### The task
Could you rewrite the material starting at its very beginning and ending at the line that contains "30], [103, 29]]", replacing "vertex pairs" with "coordinate pairs" and keeping everything else the same?

Annotation records:

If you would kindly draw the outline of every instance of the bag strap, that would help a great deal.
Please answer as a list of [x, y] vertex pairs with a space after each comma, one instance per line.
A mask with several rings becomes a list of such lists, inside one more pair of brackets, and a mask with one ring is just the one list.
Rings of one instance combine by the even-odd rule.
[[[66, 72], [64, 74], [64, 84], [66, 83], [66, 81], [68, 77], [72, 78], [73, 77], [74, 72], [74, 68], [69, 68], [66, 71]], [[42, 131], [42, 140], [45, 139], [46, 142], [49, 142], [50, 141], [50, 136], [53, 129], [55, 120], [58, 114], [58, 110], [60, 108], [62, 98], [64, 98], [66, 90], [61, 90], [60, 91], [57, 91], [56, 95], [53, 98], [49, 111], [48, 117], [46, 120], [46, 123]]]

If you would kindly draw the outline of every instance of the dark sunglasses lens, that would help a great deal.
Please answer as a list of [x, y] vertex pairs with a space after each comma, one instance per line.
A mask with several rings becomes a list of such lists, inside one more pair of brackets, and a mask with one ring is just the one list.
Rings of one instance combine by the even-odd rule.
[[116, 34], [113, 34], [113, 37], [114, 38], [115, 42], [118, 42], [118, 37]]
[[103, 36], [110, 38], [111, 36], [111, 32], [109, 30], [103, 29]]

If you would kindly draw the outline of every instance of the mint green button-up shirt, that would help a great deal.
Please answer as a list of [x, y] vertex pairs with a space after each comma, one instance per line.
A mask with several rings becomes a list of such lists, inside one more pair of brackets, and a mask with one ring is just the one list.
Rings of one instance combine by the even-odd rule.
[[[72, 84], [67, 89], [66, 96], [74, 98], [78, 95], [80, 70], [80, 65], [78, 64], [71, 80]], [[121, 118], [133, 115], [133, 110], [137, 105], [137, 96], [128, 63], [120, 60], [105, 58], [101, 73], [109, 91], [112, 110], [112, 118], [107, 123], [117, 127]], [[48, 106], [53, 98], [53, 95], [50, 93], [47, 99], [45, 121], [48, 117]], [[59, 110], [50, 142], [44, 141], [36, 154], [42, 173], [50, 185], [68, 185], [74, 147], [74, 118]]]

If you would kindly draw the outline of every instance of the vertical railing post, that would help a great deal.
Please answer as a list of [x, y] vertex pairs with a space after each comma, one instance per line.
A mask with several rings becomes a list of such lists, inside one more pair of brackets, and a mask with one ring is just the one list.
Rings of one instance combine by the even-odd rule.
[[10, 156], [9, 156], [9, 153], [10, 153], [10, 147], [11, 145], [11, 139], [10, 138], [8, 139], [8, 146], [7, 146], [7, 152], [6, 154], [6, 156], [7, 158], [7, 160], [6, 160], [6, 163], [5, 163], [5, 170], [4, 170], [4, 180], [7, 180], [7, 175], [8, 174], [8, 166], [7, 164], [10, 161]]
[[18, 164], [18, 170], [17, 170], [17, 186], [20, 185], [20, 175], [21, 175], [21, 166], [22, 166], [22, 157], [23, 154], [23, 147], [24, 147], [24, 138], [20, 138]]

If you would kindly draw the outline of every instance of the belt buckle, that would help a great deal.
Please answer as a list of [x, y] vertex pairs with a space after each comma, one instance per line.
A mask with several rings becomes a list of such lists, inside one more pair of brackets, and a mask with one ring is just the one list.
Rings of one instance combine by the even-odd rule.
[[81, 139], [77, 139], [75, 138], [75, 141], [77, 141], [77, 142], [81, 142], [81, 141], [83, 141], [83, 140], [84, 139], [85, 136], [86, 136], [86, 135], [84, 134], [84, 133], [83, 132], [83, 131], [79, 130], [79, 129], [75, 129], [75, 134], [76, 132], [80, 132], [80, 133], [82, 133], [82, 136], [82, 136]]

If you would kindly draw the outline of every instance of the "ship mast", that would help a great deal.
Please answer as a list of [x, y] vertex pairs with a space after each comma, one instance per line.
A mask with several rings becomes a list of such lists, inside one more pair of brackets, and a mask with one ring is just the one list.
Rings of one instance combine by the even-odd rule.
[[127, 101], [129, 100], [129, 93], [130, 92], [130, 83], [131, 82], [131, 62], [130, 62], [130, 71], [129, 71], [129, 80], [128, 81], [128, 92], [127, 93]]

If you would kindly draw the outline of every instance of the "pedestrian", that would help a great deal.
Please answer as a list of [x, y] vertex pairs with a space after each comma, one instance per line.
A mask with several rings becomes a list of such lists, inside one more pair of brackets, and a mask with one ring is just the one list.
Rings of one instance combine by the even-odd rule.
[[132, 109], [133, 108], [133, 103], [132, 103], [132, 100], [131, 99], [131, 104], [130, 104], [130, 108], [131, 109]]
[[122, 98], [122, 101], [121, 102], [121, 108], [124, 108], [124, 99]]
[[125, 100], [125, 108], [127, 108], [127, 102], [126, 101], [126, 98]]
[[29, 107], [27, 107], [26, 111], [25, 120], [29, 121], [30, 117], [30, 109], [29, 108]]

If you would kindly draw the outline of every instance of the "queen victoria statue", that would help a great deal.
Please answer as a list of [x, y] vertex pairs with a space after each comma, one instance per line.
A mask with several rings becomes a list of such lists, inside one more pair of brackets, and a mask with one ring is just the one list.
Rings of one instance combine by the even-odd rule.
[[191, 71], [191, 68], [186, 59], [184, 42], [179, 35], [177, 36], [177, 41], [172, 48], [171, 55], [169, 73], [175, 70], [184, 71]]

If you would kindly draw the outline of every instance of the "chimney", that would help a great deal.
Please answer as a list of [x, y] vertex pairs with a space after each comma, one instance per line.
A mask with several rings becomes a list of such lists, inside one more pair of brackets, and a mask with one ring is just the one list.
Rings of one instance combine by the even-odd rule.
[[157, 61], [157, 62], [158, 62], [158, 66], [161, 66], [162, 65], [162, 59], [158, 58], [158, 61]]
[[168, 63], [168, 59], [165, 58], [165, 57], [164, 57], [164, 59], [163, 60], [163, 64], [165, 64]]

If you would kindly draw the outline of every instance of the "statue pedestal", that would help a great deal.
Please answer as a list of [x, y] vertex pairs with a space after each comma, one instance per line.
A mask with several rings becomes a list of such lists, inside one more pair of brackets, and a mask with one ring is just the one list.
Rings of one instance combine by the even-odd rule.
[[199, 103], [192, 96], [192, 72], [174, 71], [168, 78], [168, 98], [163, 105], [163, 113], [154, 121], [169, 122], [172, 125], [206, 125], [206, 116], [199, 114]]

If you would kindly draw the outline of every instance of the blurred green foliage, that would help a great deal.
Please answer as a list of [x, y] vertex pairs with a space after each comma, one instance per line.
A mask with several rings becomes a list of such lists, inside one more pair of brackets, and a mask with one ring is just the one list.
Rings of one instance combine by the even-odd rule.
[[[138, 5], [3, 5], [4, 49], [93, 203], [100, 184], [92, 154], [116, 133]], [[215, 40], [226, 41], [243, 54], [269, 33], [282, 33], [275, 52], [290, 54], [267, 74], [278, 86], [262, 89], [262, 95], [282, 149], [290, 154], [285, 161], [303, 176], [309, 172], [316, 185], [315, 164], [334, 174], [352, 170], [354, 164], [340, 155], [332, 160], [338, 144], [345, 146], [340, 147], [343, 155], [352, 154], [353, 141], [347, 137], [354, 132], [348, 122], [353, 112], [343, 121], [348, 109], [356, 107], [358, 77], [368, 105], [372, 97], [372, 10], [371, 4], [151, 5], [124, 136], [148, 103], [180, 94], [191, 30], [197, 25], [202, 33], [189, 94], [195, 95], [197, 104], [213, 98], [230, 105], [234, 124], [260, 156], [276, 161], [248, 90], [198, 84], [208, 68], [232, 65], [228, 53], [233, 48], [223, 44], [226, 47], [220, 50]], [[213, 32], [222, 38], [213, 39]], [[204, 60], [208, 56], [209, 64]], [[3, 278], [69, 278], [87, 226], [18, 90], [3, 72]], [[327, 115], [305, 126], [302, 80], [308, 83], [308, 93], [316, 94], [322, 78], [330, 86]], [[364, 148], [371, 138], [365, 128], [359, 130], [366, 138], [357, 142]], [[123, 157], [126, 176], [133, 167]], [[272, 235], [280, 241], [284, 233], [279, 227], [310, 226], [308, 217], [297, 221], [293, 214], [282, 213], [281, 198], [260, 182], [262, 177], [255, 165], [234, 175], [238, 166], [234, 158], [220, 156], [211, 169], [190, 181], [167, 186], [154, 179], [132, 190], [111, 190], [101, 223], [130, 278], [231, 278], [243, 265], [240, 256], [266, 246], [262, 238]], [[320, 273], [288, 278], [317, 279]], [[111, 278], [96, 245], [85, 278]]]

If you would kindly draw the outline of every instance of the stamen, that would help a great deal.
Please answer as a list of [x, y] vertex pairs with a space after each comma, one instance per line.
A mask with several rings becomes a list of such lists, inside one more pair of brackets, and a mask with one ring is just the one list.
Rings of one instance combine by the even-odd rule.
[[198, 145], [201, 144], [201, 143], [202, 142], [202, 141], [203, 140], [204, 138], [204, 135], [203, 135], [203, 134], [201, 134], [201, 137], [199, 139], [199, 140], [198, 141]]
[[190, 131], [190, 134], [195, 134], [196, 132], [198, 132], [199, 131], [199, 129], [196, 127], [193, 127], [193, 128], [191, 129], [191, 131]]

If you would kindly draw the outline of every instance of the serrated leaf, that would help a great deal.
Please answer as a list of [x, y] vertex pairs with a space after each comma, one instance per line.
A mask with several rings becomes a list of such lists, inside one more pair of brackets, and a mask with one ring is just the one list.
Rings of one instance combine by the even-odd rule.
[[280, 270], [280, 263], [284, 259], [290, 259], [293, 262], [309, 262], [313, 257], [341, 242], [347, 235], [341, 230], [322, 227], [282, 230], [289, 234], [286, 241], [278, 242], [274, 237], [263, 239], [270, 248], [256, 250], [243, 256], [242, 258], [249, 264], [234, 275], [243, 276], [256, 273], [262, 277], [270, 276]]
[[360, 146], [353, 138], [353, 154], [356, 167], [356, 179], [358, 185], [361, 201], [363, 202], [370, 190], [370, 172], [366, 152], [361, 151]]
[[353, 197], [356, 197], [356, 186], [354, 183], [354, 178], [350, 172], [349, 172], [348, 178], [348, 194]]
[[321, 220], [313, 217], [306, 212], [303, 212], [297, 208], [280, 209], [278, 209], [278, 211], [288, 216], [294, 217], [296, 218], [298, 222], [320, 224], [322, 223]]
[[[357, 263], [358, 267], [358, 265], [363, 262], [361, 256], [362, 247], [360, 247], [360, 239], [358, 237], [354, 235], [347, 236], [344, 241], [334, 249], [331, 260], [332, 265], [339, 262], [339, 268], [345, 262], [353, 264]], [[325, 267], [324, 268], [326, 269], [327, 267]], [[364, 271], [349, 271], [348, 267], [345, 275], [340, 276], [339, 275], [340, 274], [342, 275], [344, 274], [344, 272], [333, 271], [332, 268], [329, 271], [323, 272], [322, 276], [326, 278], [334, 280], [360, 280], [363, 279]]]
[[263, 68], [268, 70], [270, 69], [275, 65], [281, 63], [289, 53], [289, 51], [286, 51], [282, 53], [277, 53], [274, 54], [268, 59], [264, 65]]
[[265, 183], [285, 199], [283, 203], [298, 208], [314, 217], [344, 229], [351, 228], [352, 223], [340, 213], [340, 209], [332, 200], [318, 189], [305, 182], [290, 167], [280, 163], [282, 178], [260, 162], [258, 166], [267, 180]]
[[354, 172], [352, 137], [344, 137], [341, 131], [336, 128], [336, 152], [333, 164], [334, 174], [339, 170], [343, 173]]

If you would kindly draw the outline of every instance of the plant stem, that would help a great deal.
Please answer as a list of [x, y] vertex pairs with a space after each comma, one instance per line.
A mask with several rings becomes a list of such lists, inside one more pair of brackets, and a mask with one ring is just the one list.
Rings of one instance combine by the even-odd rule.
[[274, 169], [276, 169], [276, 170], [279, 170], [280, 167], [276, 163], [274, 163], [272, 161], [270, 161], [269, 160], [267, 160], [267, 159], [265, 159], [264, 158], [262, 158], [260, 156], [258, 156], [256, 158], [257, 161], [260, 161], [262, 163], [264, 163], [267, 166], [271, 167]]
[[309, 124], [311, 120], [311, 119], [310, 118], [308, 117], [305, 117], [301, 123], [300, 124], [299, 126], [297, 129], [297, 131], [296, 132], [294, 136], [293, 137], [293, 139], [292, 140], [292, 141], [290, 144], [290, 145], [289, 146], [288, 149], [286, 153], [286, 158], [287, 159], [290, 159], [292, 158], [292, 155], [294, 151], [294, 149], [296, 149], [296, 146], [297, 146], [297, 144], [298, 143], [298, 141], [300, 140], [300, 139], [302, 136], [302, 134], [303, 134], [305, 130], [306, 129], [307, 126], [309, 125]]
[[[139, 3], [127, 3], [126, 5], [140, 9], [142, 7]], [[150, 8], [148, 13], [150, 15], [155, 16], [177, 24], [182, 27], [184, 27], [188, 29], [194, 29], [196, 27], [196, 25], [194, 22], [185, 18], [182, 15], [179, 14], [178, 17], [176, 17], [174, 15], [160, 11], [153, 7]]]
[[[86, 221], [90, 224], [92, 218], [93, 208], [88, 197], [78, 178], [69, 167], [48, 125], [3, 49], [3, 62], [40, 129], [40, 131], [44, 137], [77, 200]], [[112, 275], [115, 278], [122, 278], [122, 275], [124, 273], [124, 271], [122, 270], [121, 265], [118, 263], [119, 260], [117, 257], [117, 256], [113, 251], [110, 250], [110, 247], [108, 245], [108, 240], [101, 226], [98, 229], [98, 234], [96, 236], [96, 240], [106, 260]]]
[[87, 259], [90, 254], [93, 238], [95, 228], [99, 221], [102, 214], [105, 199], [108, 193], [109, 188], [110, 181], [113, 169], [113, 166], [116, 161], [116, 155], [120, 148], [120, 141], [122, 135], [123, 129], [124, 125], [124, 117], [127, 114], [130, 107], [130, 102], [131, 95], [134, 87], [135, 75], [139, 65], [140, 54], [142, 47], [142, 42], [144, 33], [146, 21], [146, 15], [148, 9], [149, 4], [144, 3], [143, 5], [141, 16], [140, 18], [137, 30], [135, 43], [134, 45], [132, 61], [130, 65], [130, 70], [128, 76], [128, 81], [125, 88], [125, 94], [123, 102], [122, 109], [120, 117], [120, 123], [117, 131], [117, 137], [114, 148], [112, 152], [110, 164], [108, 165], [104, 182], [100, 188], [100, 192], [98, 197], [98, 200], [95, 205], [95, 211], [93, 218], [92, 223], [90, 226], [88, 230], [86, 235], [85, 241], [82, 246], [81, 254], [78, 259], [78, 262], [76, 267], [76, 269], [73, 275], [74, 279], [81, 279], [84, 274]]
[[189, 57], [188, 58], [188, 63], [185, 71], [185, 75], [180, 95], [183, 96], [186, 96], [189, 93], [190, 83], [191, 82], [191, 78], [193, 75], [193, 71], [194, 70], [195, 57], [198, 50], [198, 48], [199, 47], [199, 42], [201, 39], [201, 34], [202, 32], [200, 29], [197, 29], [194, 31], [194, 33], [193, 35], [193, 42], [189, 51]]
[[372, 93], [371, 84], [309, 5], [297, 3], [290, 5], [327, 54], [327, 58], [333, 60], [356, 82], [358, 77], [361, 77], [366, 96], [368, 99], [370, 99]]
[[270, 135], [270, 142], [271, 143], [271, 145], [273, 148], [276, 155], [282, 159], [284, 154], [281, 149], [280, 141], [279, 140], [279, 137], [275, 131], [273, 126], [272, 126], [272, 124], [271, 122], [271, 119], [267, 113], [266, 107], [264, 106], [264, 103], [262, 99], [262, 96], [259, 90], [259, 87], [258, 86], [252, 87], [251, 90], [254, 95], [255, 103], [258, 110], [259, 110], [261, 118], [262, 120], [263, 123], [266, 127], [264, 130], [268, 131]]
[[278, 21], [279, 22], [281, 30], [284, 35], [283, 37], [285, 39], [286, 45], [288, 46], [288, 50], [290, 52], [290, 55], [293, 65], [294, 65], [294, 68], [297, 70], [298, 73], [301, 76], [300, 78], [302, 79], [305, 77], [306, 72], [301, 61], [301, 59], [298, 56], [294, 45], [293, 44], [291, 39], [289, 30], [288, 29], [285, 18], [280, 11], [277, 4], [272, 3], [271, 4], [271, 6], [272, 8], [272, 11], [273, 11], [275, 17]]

### Exercise answer
If you would kindly draw the outline of every instance of the bag strap, that would help a great deal.
Please answer as a list of [x, y] coordinate pairs with a space after each comma, one instance per line.
A mask with several rings becomes a list of such lists, inside one more pair of brackets, and a mask with one ring is just the one list.
Rings of one instance combine by the even-odd rule.
[[[66, 72], [64, 74], [64, 84], [66, 83], [66, 81], [68, 77], [72, 78], [73, 77], [74, 72], [74, 68], [69, 68], [66, 71]], [[42, 131], [42, 140], [45, 139], [46, 142], [49, 142], [50, 141], [50, 136], [53, 129], [55, 120], [58, 114], [58, 110], [60, 108], [62, 98], [64, 98], [66, 90], [61, 90], [60, 91], [57, 91], [56, 95], [53, 98], [49, 111], [48, 117], [46, 120], [46, 123]]]

If you would kindly draw the outline of every instance of the dark sunglasses lens, that would help a great deal.
Please answer as a list of [x, y] coordinate pairs with a space after each comma, one instance per line.
A mask with several rings becomes a list of such lists, inside one more pair of brackets, and a mask with one ring is just the one list.
Rings of one instance combine by the even-odd rule.
[[116, 34], [113, 34], [113, 37], [114, 38], [115, 42], [118, 42], [118, 37]]
[[103, 36], [110, 38], [111, 36], [111, 32], [109, 30], [103, 29]]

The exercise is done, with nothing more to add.